--- START Task input ---

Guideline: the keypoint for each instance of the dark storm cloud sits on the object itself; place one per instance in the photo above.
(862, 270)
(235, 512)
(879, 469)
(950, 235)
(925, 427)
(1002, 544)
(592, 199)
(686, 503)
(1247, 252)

--- END Task input ---

▶ _Exercise_
Render the records above as a two-column CSV with the header instruction,keypoints and one row per record. Put the record's text and its answer each in a single quoted field, with line breaks replaced by spaces.

▶ _Answer to this task_
instruction,keypoints
"Guideline: the keypoint for each instance of the dark storm cloud sits on the object itself; place one per instance in the photo above.","(862, 270) (235, 512) (879, 469) (950, 235) (925, 427) (1002, 544) (592, 199) (686, 503) (1247, 252)"